**** RECORD SET ****

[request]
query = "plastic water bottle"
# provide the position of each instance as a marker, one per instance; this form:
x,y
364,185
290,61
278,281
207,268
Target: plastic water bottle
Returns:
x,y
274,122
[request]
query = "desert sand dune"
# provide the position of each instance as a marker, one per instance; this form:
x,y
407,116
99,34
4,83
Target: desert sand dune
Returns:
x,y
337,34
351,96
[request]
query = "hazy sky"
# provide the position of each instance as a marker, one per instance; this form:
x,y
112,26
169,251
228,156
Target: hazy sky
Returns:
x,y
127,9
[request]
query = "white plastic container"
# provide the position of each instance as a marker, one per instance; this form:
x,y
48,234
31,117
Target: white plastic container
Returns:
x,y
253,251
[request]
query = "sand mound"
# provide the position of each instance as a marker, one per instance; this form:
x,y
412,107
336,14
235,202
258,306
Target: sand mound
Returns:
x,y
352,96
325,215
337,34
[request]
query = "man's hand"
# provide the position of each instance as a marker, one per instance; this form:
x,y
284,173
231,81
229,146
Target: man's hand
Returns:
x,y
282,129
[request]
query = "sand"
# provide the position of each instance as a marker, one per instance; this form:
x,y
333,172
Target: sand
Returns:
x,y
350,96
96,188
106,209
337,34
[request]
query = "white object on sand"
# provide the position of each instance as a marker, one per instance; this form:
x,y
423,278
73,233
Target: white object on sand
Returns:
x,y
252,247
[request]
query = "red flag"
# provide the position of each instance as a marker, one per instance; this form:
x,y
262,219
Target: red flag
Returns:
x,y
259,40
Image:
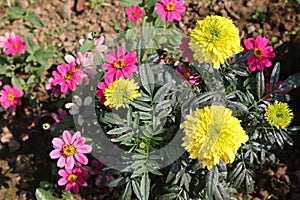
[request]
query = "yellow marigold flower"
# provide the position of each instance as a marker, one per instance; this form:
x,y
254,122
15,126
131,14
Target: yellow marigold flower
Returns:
x,y
121,92
278,114
215,39
211,134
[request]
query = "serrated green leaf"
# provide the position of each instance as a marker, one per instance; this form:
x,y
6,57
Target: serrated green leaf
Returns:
x,y
42,194
127,192
117,131
147,78
274,76
145,186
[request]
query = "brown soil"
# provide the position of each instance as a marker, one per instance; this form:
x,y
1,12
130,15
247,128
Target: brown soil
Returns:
x,y
24,145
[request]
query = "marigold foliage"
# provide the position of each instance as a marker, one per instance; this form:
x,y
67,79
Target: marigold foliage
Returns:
x,y
211,134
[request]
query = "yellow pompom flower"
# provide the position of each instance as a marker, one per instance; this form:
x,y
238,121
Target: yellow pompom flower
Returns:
x,y
215,39
121,92
278,114
211,134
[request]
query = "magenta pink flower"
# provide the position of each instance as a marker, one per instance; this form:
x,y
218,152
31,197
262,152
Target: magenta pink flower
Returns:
x,y
170,9
67,75
10,97
133,13
72,178
261,53
55,89
185,74
187,52
57,118
120,65
14,45
70,150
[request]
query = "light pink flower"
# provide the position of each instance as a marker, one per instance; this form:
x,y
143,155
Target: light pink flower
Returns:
x,y
187,52
72,178
185,74
10,97
170,9
261,53
133,13
70,150
57,118
85,62
100,48
67,75
120,65
55,89
14,45
97,170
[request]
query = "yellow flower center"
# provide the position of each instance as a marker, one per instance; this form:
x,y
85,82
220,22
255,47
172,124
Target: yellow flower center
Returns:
x,y
72,178
69,150
10,97
170,6
46,126
119,63
258,53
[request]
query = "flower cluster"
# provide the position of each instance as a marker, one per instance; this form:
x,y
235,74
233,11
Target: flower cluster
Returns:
x,y
70,152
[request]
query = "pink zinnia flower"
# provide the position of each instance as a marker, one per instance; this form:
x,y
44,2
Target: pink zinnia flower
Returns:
x,y
14,45
261,53
120,65
72,178
67,75
85,62
10,97
57,118
188,75
187,52
55,89
70,150
170,9
133,13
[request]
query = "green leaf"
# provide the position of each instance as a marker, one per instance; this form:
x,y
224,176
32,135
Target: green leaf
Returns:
x,y
34,20
42,194
136,188
147,78
16,12
260,84
117,182
162,92
141,106
290,83
117,131
128,3
145,186
127,192
274,76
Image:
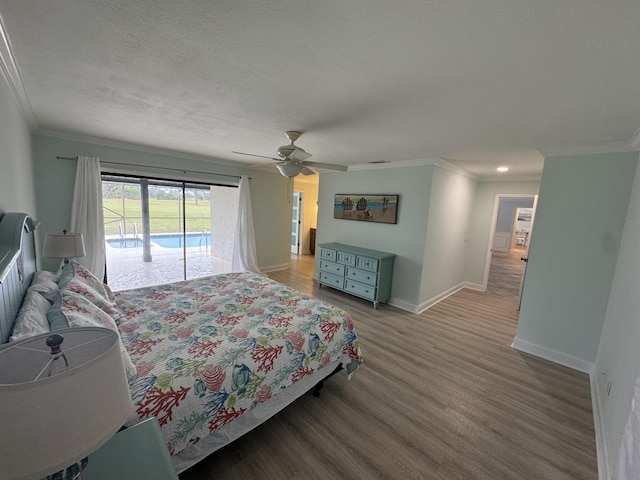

****

## PROBLEM TO WORK ON
Identify every line in the data above that contains the string "desert", and copy each such line in full. Matching is case-sensitive.

## EXERCISE RESPONSE
query = "desert sand dune"
Target: desert sand dune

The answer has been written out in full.